Fact Slides

Earthquake facts

The largest earthquake ever recorded was a magnitude 9.5 in Chile back in 1960.

The 2011 earthquake near Japan increased the Earth’s rotation speed, shortening the day by 1.8 microseconds.

Japan suffers 1,500 earthquakes every year.

Inca architecture was built to be earthquake resistant. Inca masonry is effective in withstanding even major tremors.

Earthquakes turn water into gold.

After an 8.0 magnitude earthquake hit Mexico City in 1985, nearly all newborn babies survived a collapsed hospital for 7 days without nourishment, water, warmth or human contact.

An earthquake on Dec. 16, 1811 caused parts of the Mississippi River to flow backwards.

Mount Everest shrank one inch (2.5 cm) due to the 2015 earthquake in Nepal.

In 132 AD, a Chinese inventor built a seismograph which, at the moment of an earthquake, expelled a copper ball out of the mouth of a dragon and into the mouth of a frog.

There are about 500,000 detectable earthquakes in the world each year. 100,000 of those can be felt, and 100 of them cause damage.

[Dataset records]
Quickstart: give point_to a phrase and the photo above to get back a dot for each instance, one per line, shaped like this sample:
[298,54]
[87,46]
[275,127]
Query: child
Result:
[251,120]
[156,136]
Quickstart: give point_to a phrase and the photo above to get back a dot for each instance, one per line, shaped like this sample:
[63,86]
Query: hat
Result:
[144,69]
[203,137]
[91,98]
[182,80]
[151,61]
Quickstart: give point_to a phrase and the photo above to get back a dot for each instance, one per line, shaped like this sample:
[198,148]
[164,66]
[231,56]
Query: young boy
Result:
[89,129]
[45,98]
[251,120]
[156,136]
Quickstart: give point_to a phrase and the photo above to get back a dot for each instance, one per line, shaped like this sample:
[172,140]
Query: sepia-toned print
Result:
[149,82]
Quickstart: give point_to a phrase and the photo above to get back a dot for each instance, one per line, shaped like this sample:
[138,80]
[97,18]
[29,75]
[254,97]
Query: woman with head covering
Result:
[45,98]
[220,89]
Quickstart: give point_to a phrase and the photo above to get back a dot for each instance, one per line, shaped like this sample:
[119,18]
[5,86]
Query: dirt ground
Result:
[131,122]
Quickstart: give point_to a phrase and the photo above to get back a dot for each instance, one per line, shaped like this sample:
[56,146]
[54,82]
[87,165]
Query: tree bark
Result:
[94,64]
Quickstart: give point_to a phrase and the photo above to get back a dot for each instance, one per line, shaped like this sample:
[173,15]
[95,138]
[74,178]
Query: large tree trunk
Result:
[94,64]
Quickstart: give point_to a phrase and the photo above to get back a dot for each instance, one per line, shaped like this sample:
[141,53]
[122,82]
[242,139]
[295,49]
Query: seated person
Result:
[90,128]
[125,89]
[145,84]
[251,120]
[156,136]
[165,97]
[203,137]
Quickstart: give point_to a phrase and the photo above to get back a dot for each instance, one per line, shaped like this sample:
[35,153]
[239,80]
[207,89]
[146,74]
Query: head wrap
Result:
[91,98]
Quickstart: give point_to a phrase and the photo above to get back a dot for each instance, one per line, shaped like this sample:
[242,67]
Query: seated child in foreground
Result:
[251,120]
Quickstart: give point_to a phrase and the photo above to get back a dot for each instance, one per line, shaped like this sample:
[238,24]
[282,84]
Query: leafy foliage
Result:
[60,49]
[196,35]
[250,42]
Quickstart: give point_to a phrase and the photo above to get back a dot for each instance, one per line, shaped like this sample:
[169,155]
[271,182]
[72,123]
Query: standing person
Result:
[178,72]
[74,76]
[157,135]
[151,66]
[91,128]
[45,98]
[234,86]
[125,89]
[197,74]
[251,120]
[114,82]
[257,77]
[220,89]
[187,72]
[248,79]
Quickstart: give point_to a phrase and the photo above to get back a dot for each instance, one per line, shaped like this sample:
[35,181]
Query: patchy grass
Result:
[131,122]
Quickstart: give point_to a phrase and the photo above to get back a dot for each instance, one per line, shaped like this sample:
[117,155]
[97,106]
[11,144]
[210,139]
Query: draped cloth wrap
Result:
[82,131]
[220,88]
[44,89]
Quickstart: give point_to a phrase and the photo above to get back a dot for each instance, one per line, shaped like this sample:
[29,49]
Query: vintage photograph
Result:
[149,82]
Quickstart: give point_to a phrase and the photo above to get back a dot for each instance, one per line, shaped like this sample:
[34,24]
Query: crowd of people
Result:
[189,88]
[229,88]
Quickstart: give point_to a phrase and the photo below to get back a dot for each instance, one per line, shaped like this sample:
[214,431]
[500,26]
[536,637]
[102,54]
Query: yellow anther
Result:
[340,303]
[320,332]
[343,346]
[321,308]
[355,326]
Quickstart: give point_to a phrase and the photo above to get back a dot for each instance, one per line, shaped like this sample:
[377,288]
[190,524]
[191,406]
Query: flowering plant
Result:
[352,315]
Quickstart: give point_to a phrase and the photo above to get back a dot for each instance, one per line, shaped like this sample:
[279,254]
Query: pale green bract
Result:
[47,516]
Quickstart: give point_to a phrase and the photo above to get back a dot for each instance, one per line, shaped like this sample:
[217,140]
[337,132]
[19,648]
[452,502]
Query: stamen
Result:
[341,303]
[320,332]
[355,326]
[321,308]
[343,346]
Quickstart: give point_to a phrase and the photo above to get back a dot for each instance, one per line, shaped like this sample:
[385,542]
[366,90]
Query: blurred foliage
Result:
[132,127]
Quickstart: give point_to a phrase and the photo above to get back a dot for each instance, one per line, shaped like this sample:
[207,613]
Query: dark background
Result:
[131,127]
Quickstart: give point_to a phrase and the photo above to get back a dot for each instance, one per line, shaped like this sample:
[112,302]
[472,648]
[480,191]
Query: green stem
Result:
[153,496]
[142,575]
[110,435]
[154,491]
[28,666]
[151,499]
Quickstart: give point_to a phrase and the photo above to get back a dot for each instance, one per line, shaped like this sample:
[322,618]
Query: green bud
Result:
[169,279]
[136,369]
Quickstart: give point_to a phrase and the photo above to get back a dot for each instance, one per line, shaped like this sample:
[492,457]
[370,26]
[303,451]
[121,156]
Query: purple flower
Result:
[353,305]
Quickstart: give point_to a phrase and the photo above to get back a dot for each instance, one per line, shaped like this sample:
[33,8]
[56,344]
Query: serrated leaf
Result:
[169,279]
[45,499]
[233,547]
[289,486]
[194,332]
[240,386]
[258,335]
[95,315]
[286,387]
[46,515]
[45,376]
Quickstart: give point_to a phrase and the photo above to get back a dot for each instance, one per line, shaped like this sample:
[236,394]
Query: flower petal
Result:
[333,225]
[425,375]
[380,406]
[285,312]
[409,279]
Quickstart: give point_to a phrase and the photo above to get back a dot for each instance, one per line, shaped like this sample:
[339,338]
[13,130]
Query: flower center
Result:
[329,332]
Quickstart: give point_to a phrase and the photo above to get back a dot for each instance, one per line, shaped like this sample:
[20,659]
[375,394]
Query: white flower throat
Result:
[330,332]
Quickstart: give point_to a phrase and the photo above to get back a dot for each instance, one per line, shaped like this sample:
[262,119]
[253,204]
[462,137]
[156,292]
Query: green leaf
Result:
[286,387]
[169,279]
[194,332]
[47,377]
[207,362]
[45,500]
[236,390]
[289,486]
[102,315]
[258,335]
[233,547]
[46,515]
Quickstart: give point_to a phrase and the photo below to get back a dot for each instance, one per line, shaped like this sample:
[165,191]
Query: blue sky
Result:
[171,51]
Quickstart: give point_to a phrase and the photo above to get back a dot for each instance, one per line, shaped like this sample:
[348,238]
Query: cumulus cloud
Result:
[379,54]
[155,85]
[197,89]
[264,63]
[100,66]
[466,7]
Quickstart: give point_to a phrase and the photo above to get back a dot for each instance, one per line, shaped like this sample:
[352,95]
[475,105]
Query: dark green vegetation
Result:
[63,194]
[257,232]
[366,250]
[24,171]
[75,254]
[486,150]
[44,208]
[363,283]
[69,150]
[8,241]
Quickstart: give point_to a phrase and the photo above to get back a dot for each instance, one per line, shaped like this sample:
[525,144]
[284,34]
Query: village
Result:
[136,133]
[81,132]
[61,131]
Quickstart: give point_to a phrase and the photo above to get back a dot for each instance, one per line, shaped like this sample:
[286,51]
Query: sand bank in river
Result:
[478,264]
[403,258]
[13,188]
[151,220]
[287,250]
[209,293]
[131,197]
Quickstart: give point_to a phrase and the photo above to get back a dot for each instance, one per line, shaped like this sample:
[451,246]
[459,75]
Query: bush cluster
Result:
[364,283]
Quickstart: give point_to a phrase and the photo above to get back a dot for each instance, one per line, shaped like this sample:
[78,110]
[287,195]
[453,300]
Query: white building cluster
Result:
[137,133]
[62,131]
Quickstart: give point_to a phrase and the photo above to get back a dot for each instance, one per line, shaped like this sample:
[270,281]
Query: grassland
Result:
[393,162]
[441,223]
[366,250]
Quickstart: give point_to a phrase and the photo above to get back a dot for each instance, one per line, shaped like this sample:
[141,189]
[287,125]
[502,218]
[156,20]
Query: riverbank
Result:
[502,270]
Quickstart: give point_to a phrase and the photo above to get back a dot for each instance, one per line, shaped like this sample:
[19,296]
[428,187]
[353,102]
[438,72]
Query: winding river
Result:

▶ WHAT YOU NEED TO DO: Repeat the earthquake facts above word for word, from "Earthquakes turn water" up to and including "mouth of a frog.".

▶ OUTPUT FOR THIS TASK:
Earthquakes turn water into gold.

After an 8.0 magnitude earthquake hit Mexico City in 1985, nearly all newborn babies survived a collapsed hospital for 7 days without nourishment, water, warmth or human contact.

An earthquake on Dec. 16, 1811 caused parts of the Mississippi River to flow backwards.

Mount Everest shrank one inch (2.5 cm) due to the 2015 earthquake in Nepal.

In 132 AD, a Chinese inventor built a seismograph which, at the moment of an earthquake, expelled a copper ball out of the mouth of a dragon and into the mouth of a frog.